Rewrite every row below, changing "seated man" to "sitting man" and leaving everything else as it is.

◇ ◇ ◇ ◇

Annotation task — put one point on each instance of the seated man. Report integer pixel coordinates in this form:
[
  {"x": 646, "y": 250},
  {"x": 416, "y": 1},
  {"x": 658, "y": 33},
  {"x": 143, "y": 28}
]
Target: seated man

◇ ◇ ◇ ◇

▶ _SOLUTION TO THIS PROBLEM_:
Annotation task — put one point on each instance of the sitting man. Report integer pixel coordinates in this form:
[
  {"x": 646, "y": 250},
  {"x": 416, "y": 1},
  {"x": 658, "y": 33},
  {"x": 143, "y": 28}
]
Target: sitting man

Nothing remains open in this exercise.